Passage -
|---|

The Environment of British Columbia

British Columbia's geography, economy, and politics have profoundly affected the province's educational life and location of its universities and colleges. B.C. is a vast, topographically and climatically complex region whose physical extremes have contributed greatly to a persistent "frontier" quality in B.C. society; to the homogeneity, isolation, and self-reliance of hinterland communities; and to a notable division between metropolitan and rural allegiances (Robin, 1978; Ellis & Mugridge, 1983). It is also a rapidly growing province. The population trebled after World War II, reaching 2.7 million by 1981. People have concentrated in the southern part of B.C.; by the 1980s, some 54% lived in the Lower Mainland and another 18% on Vancouver Island (Barman, 1991). One consequence has been a geographic polarization of political views, with hinterland people resenting Lower Mainland "economic parasites" who preyed on those in the less developed areas while generating little wealth themselves (Barman, 1991, pp. 293–294). Such views have strongly influenced government sensitivities to the demands of voters in non-metropolitan areas. City growth also stimulated protests about urban sprawl. Decentralization and regional growth became popular political policies in the 1970s (Hardwick, 1974; Miller, 1975).

|---|

Set task a - Reproduce the records from the line containing "Rules: place one point on every instance of the cabinet" down to the end of the records, substituting "dresser drawer" for "cabinet drawer" and changing nothing else.

Stored rows -
|---|

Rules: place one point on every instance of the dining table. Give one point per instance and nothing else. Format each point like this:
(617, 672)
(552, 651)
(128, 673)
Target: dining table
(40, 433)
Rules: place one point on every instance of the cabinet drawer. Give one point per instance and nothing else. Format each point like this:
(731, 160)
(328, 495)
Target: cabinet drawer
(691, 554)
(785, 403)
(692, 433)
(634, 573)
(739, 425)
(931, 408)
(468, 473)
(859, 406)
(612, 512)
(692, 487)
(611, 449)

|---|

Set task b - Continue the passage on the environment of British Columbia from the point at which it stops.

Expected answer a -
Rules: place one point on every instance of the dresser drawer. Give one point per instance and nothing else. Format each point like this:
(731, 160)
(328, 495)
Target: dresser drawer
(691, 554)
(785, 403)
(692, 433)
(634, 573)
(739, 425)
(931, 408)
(468, 473)
(859, 406)
(612, 512)
(692, 487)
(611, 449)

Expected answer b -
The distinctive nature of B.C. politics is one key to understanding why OLI was created and its intended mission. The moderately left-wing New Democratic Party (NDP) has consistently enjoyed almost half the popular vote since World War II, in contrast to its third party status in federal politics. The NDP has been closely aligned with a strongly-organized labour movement in the cities and company towns, and with professionals, intellectuals, and civil servants (Harris, 1987). Its chief rival, the Social Credit Party, was populist, fiercely pro-free-enterprise, and often unpredictable. It was also remarkably successful at the ballot box, holding power almost continuously from 1952 to 1991 (the NDP governed from 1972– 1975). This was partly due to persistent gerrymandering in favour of rural constituencies and to the Social Credit Party's (Socred) populist emphasis on unbridled economic development. Education, health, and social welfare came a poor second to the establishment of technical and physical infrastructures to aid free enterprise and to encourage tertiary and service industries (Robin, 1965; Barman, 1991). Human capital and equity arguments pervading other Canadian governments by the mid-1960s came only slowly to the Socreds because of their overwhelming emphasis on free enterprise, in which success was reckoned in financial terms and achieved through individual efforts.

Expansion of Higher Education

As the 1960s began, publicly-funded higher education in B.C. comprised the University of British Columbia (UBC) in Vancouver, its affiliated Victoria College, on Vancouver Island, and a scattering of small, non-degree institutions. Although post-secondary enrolments more than doubled between 1955 and 1961, the province relied heavily for its professional class on training undertaken elsewhere in Canada and overseas. The Socreds acceded to growing pressures in the 1960s for expansion of higher education opportunities. When OLI was created in 1978, it joined an hierarchical provincial education system comprising three public universities in one sector and five provincial institutes and 14 community colleges in another sector. The two had distinctive mandates, roles, and prestige. Only the universities could award degrees and conduct research.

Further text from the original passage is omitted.